**Aim of the task**
Transcribe every record verbatim; no pictures.

Segmentation mask data:

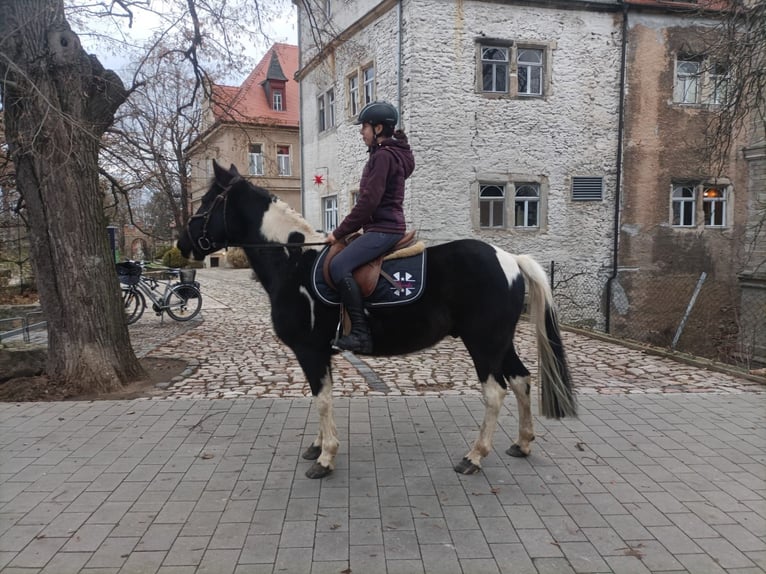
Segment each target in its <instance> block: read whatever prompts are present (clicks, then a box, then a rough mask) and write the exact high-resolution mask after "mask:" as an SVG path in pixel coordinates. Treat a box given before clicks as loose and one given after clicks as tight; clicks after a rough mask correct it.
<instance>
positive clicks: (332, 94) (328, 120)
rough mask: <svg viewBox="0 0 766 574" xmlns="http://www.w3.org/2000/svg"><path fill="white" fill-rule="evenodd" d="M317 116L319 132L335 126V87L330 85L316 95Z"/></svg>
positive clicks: (334, 126) (333, 127) (329, 128)
mask: <svg viewBox="0 0 766 574" xmlns="http://www.w3.org/2000/svg"><path fill="white" fill-rule="evenodd" d="M317 118H318V120H319V133H322V132H326V131H327V130H329V129H332V128H334V127H335V88H334V87H332V88H330V89H328V90H326V91H325V92H323V93H321V94H320V95H319V96H317Z"/></svg>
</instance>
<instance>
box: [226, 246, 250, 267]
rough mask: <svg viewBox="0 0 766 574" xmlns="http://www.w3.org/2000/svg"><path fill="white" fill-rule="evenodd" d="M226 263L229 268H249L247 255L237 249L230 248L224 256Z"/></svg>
mask: <svg viewBox="0 0 766 574" xmlns="http://www.w3.org/2000/svg"><path fill="white" fill-rule="evenodd" d="M226 261H227V262H228V264H229V266H230V267H233V268H234V269H247V268H248V267H250V261H248V260H247V255H245V252H244V251H243V250H242V249H240V248H239V247H230V248H229V251H228V253H227V254H226Z"/></svg>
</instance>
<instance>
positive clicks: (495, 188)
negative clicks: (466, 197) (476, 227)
mask: <svg viewBox="0 0 766 574" xmlns="http://www.w3.org/2000/svg"><path fill="white" fill-rule="evenodd" d="M504 212H505V185H498V184H483V185H480V186H479V226H480V227H503V226H504V225H505V215H504Z"/></svg>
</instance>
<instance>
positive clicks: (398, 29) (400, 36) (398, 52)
mask: <svg viewBox="0 0 766 574" xmlns="http://www.w3.org/2000/svg"><path fill="white" fill-rule="evenodd" d="M402 2H403V0H399V1H398V2H397V3H396V29H397V35H398V36H399V38H398V46H397V51H396V99H397V102H396V109H397V110H399V127H400V128H402V129H403V126H404V122H403V121H402V116H403V114H402V44H403V40H402Z"/></svg>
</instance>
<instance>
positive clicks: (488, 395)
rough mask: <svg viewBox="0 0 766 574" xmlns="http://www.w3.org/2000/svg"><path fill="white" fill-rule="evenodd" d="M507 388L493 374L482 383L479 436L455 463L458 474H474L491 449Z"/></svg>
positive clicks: (488, 376)
mask: <svg viewBox="0 0 766 574" xmlns="http://www.w3.org/2000/svg"><path fill="white" fill-rule="evenodd" d="M507 392H508V390H507V389H506V388H505V387H504V386H502V385H501V384H500V383H498V382H497V380H496V379H495V377H494V376H493V375H489V376H488V377H487V380H486V381H484V382H483V383H482V394H483V395H484V421H483V422H482V423H481V428H480V429H479V437H478V438H477V439H476V442H475V443H474V444H473V448H471V450H470V451H469V452H468V454H466V455H465V456H464V457H463V460H461V461H460V462H459V463H457V464H456V465H455V472H459V473H460V474H474V473H475V472H478V471H479V470H480V469H481V459H482V458H484V457H485V456H487V455H488V454H489V452H490V451H491V450H492V437H493V435H494V434H495V429H496V428H497V419H498V417H499V416H500V408H501V407H502V406H503V399H505V395H506V394H507Z"/></svg>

**Answer**
Segment each target in its <instance> block: read whatever prompts are present (clicks, then a box, then a rough mask) and write the exact high-resolution mask after "mask:" as an SVG path in pixel coordinates. Treat a box given before clicks as loose and one given after clicks as tight; clicks after a rough mask correct it.
<instance>
positive clicks: (332, 94) (328, 120)
rough mask: <svg viewBox="0 0 766 574" xmlns="http://www.w3.org/2000/svg"><path fill="white" fill-rule="evenodd" d="M317 116L319 132L335 126V87L330 85L316 95Z"/></svg>
positive clicks: (334, 126) (333, 127) (329, 128)
mask: <svg viewBox="0 0 766 574" xmlns="http://www.w3.org/2000/svg"><path fill="white" fill-rule="evenodd" d="M317 118H318V120H319V133H322V132H326V131H327V130H329V129H332V128H334V127H335V88H334V87H332V88H330V89H328V90H326V91H325V92H323V93H321V94H320V95H319V96H317Z"/></svg>
</instance>
<instance>
box: [226, 246, 250, 267]
rough mask: <svg viewBox="0 0 766 574" xmlns="http://www.w3.org/2000/svg"><path fill="white" fill-rule="evenodd" d="M226 263L229 268H249L247 255L237 249L230 248L224 256Z"/></svg>
mask: <svg viewBox="0 0 766 574" xmlns="http://www.w3.org/2000/svg"><path fill="white" fill-rule="evenodd" d="M226 261H227V262H228V264H229V266H230V267H233V268H234V269H247V268H248V267H250V261H248V260H247V255H245V252H244V251H243V250H242V249H240V248H239V247H230V248H229V251H228V253H227V254H226Z"/></svg>
</instance>
<instance>
positive clicks: (495, 188)
negative clicks: (466, 197) (476, 227)
mask: <svg viewBox="0 0 766 574" xmlns="http://www.w3.org/2000/svg"><path fill="white" fill-rule="evenodd" d="M504 212H505V185H498V184H483V185H480V186H479V226H480V227H503V226H504V225H505V215H504Z"/></svg>
</instance>
<instance>
positive clicks: (398, 29) (400, 36) (398, 52)
mask: <svg viewBox="0 0 766 574" xmlns="http://www.w3.org/2000/svg"><path fill="white" fill-rule="evenodd" d="M402 2H403V0H399V1H398V2H397V3H396V29H397V35H398V36H399V38H398V46H397V51H396V99H397V102H396V109H397V110H399V127H400V128H402V129H403V126H404V122H403V121H402V116H403V114H402V44H403V40H402Z"/></svg>
</instance>
<instance>
positive clicks: (488, 395)
rough mask: <svg viewBox="0 0 766 574" xmlns="http://www.w3.org/2000/svg"><path fill="white" fill-rule="evenodd" d="M507 388L493 374L482 383L479 436L455 463L458 474H474L491 449Z"/></svg>
positive clicks: (488, 376)
mask: <svg viewBox="0 0 766 574" xmlns="http://www.w3.org/2000/svg"><path fill="white" fill-rule="evenodd" d="M507 392H508V390H507V389H506V388H505V387H504V386H502V385H501V384H500V383H498V382H497V380H496V379H495V377H494V376H493V375H489V376H488V377H487V380H486V381H484V382H483V383H482V394H483V395H484V421H483V422H482V423H481V428H480V429H479V437H478V438H477V439H476V442H475V443H474V444H473V448H471V450H470V451H469V452H468V454H466V455H465V456H464V457H463V460H461V461H460V462H459V463H457V464H456V465H455V472H459V473H460V474H474V473H475V472H478V471H479V470H480V469H481V459H482V458H484V457H485V456H487V455H488V454H489V452H490V451H491V450H492V437H493V435H494V434H495V429H496V428H497V419H498V417H499V416H500V408H501V407H502V406H503V399H505V395H506V394H507Z"/></svg>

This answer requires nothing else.